## TEXTAUSZUG

Lange Ausbildungszeiten und frühe Familiengründung schließen
einander aus. Die zunehmende außerhäusliche Erwerbstätigkeit
von Frauen, gerade in qualifizierten Berufen, stellt heute auch
diejenigen, die eine Familie gründen und Kinder aufziehen
wollen, vor das Problem, Beruf und Familie miteinander vereinbaren
zu müssen.
Während diese Tendenzen in der Bundesrepublik
in der Regel als Ausdruck eines steigenden Bedürfnisses junger
hochqualifizierter Menschen nach Selbstverwirklichung im Beruf
interpretiert werden, haben amerikanische Sozialwissenschaftler,
insbesondere Robert N. Bellah und James Coleman, eine Debatte
darüber begonnen, ob diese tiefgreifenden Veränderungen,
die sich in ähnlicher Weise auch in den Vereinigten Staaten
abgespielt haben, nicht Folge von zunehmender Urbanisierung sein
könnten. Insbesondere die qualifizierten Dienstleistungsberufe
sind fast ausschließlich in den urbanen Zentren zu finden.
Familie, so die These von Robert N. Bellah, kann eigentlich nur
dann angemessen funktionieren, wenn sie in ein intaktes Verwandtschafts-
und Nachbarschaftssystem eingebettet ist, in dem familiale Werte
hochgehalten werden und Solidarleistungen zwischen Verwandten,
Nachbarn und Familienmitgliedern jene Bedingungen erzeugen, die
es ermöglichen, nicht nur Familie zu leben, sondern auch
Kinder aufwachsen zu lassen.

Daten aus einer Datensammlung:
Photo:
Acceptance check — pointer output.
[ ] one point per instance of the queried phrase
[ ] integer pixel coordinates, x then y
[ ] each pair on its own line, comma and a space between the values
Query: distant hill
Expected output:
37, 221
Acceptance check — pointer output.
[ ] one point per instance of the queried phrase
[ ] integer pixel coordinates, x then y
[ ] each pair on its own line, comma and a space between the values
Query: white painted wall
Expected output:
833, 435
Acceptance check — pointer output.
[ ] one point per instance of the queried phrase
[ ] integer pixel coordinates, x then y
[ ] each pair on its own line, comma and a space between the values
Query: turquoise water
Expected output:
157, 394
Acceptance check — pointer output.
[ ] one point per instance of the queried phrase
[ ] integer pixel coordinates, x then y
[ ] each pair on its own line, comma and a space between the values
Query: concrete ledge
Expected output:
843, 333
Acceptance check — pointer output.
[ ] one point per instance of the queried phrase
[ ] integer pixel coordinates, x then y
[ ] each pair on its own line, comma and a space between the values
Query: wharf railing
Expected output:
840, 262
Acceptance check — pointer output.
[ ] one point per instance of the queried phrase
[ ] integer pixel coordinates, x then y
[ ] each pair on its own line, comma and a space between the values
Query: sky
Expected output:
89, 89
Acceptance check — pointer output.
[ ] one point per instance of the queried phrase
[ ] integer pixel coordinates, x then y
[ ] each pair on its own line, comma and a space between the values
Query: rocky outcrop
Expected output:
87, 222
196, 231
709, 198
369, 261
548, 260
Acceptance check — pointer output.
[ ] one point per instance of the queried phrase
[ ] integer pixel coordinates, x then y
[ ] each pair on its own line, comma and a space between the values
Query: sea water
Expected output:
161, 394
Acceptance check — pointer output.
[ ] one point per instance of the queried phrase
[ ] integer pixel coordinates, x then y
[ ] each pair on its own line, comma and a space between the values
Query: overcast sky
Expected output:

## ZU ERLEDIGEN
**1.** Zwischen wem sollen laut dem Textauszug über Familie und Beruf Solidarleistungen erbracht werden? Nenne alle genannten Gruppen.
**2.** Setze den Textauszug über Familie und Beruf nach seinem letzten Satz fort.
Die Daten sind eigenständiges Material und gehören nicht zum Textauszug.

## LÖSUNGEN JE AUFGABE
**1.** Verwandte, Nachbarn und Familienmitglieder

**2.**
Solche Solidarleistungen sind in großen
urbanen Zentren mit ihren heterogenen Strukturen, ihrer hohen
Mobilität und den Koordinationsschwierigkeiten zwischen Arbeitsstelle,
Wohnung, Versorgung und Pflege sozialer Beziehungen kaum vorstellbar,
weil sie stets ein hohes Maß an Vertrautheit und wechselseitiger
Abhängigkeit zwischen denjenigen, die die Leistungen erbringen,
und denjenigen, die sie empfangen, voraussetzen.
Betrachtet man die geographische Verteilung
der Single- bzw. Einpersonenhaushalte in der gesamten Bundesrepublik,
so wird die These von Robert N. Bellah für die alten Bundesländer
bestätigt. In allen urbanen Zentren, seien es München,
Hamburg, Berlin, Frankfurt oder Düsseldorf, erreichen die
Anteile an Einpersonenhaushalten durchweg knapp 50 Prozent oder
sogar noch mehr. Dementsprechend sind Familienhaushalte, also
Haushalte mit vier und mehr Personen, zur Ausnahme geworden. So
gibt es in München, Hamburg, Düsseldorf oder Berlin
nur jeweils knapp zehn Prozent Haushalte mit vier und mehr Personen.
Im krassen Gegensatz dazu stehen viele ländliche
Regionen der Bundesrepublik. Insbesondere im katholischen Süden,
aber auch im katholischen Westen liegen die Anteile der Einpersonenhaushalte
zwischen 16 Prozent und 20 Prozent, während dort die Haushalte
mit vier und mehr Personen die 40-Prozent-Marke zum Teil weit
überschreiten.
Ähnlich drastische Variationen lassen
sich auch zwischen der Geburtenrate, den Scheidungsziffern, dem
Bildungsniveau und der Frauenerwerbstätigkeit nachweisen.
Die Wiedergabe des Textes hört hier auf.